— Yapılacak görevler —
A. Okuma metnine göre aşağıdaki soruları yanıtlayın:
(i) Parti sözcüsünün adı ne?
(ii) Basın toplantısı nerede düzenlendi?
(iii) MYK'nın değerlendirdiği konular arasında adı geçen görüşme kimler arasında?
B. Lütfen okuma metnindeki "Kubilay: Etik değerlere sahip" ifadesinden "sizlerle başlamak istiyoruz." ifadesine kadar olan bölümü harfi harfine yeniden yazın.

— Okuma metni —
════════════════════
Kubilay: Etik değerlere sahip bir iktidar bu toplumsal cinnet karşısında istifa ederdi

Parti Sözcümüz Günay Kubilay, genel merkezimizde haftalık basın toplantısı düzenledi. MYK toplantısının sürdüğü saatlerde açıklama yapan Kubilay, şöyle konuştu:  

Basın toplantımızı yaptığımız bu saatlerde MYK toplantımız halen devam ediyor. Siyasal gelişmeler ile Kayyım Darbesi, HDP’ye yönelik saldırılar, Kuzey ve Doğu Suriye’deki gelişmeler, Erdoğan-Trump görüşmesi gibi konuları MYK’mız değerlendiriyor. Bu konulardan bazı başlıkları sizlerle başlamak istiyoruz.
════════════════════
— Kayıtlı veriler —

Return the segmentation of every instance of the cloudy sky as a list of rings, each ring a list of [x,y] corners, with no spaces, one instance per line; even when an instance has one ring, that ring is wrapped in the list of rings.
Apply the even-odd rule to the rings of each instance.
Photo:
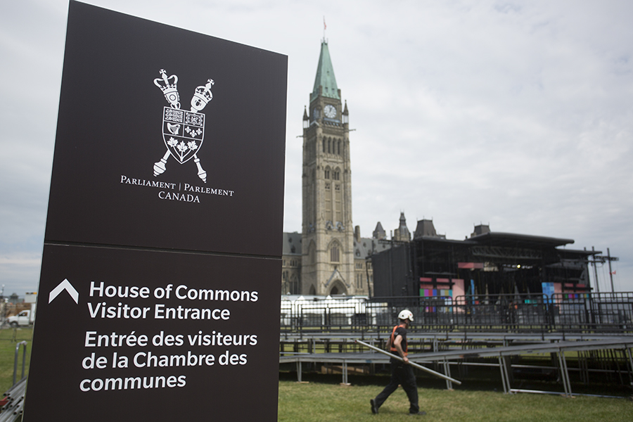
[[[633,291],[633,2],[86,2],[288,56],[285,231],[301,231],[297,136],[324,16],[363,236],[404,211],[410,230],[432,218],[452,239],[480,223],[572,238],[610,248],[615,289]],[[39,281],[68,7],[4,1],[0,14],[6,294]]]

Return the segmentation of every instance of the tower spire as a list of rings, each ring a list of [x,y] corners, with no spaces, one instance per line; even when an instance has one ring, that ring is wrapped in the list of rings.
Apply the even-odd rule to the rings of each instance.
[[[311,101],[319,96],[319,90],[322,90],[321,94],[324,97],[340,100],[336,78],[334,77],[334,68],[330,58],[330,50],[325,39],[321,42],[321,54],[319,56],[319,65],[316,66],[314,87],[310,95]]]

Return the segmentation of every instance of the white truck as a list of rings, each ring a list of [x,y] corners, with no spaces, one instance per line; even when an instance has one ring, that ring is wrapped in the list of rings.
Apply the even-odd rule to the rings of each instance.
[[[6,321],[12,327],[32,324],[35,321],[35,304],[31,304],[31,309],[25,309],[17,315],[9,316],[6,319]]]

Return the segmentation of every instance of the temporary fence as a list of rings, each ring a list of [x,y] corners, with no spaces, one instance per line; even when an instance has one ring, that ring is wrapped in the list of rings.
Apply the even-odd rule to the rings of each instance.
[[[411,331],[580,332],[633,334],[633,293],[389,297],[282,300],[286,332],[390,329],[398,313],[414,314]]]

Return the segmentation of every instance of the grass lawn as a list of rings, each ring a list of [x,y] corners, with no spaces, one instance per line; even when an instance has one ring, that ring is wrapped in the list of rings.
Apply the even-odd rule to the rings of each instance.
[[[388,380],[385,380],[386,385]],[[409,402],[399,388],[381,407],[378,415],[369,408],[369,399],[383,385],[340,386],[290,381],[279,383],[280,422],[423,421],[476,422],[478,421],[591,422],[633,421],[633,402],[604,399],[535,394],[504,395],[487,391],[418,388],[424,416],[407,414]]]
[[[15,331],[11,328],[0,330],[0,393],[6,391],[13,383],[15,340],[28,342],[26,366],[28,373],[32,336],[32,330],[28,328]],[[21,375],[22,356],[20,349],[18,379]],[[388,399],[379,414],[373,415],[369,409],[369,399],[382,390],[388,382],[388,377],[352,377],[354,385],[340,386],[338,383],[340,379],[338,376],[312,377],[309,383],[299,384],[290,380],[292,374],[280,375],[279,422],[397,422],[413,419],[446,422],[633,421],[633,402],[624,399],[504,395],[488,390],[487,386],[477,390],[478,385],[472,385],[469,390],[458,387],[454,391],[447,391],[442,388],[443,382],[430,385],[425,380],[419,380],[418,385],[433,387],[418,388],[420,407],[427,412],[426,416],[407,414],[409,402],[402,388]]]
[[[15,335],[15,337],[14,337]],[[27,357],[25,367],[25,375],[29,373],[29,360],[31,357],[31,347],[33,336],[33,328],[20,328],[0,329],[0,398],[2,394],[11,388],[13,384],[13,362],[15,357],[15,346],[18,342],[23,340],[27,341]],[[16,341],[17,340],[17,341]],[[17,381],[22,377],[22,357],[23,346],[20,346],[18,357]]]

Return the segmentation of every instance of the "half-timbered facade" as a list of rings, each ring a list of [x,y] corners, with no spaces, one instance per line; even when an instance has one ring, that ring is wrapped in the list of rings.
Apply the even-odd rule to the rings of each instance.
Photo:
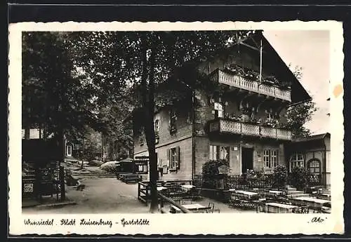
════════════════════
— Görev sonuçları —
A.
(i) Günay Kubilay
(ii) Genel merkezde
(iii) Erdoğan ile Trump arasında

B.
Kubilay: Etik değerlere sahip bir iktidar bu toplumsal cinnet karşısında istifa ederdi

Parti Sözcümüz Günay Kubilay, genel merkezimizde haftalık basın toplantısı düzenledi. MYK toplantısının sürdüğü saatlerde açıklama yapan Kubilay, şöyle konuştu:  

Basın toplantımızı yaptığımız bu saatlerde MYK toplantımız halen devam ediyor. Siyasal gelişmeler ile Kayyım Darbesi, HDP’ye yönelik saldırılar, Kuzey ve Doğu Suriye’deki gelişmeler, Erdoğan-Trump görüşmesi gibi konuları MYK’mız değerlendiriyor. Bu konulardan bazı başlıkları sizlerle başlamak istiyoruz.